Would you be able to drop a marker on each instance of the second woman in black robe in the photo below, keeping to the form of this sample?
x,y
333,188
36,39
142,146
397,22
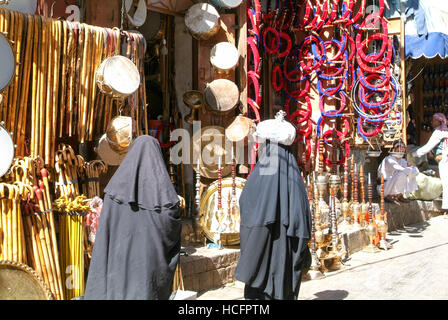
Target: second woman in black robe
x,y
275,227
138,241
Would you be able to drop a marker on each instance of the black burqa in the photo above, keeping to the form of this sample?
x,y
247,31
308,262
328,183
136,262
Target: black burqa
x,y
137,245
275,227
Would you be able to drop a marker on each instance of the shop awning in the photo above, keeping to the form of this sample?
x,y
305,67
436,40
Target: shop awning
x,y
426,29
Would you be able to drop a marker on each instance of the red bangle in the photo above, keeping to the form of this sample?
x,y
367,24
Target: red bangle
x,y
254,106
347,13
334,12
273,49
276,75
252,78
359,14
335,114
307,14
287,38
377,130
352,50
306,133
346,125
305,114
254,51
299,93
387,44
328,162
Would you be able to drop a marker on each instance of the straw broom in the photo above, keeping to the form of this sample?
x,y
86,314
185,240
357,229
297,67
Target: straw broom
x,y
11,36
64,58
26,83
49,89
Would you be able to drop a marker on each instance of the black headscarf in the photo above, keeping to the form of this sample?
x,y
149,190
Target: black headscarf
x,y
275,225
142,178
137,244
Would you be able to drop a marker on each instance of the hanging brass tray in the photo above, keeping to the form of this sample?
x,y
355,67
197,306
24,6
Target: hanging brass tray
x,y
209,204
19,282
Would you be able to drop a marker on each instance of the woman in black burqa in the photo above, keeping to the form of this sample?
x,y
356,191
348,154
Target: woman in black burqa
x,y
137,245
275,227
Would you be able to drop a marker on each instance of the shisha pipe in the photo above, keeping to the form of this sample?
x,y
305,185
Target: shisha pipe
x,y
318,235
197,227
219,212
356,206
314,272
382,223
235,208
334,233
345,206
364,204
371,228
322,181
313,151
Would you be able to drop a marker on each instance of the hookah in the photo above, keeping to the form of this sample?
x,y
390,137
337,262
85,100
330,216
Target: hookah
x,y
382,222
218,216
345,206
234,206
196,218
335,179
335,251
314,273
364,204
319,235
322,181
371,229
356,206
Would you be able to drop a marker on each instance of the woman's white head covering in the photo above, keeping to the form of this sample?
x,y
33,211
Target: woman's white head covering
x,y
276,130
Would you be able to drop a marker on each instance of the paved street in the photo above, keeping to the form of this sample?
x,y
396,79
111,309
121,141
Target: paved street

::::::::

▶ WORK REQUEST: Count the lines above that contain the word "street", and reply with only that number.

▶ RESPONSE: 2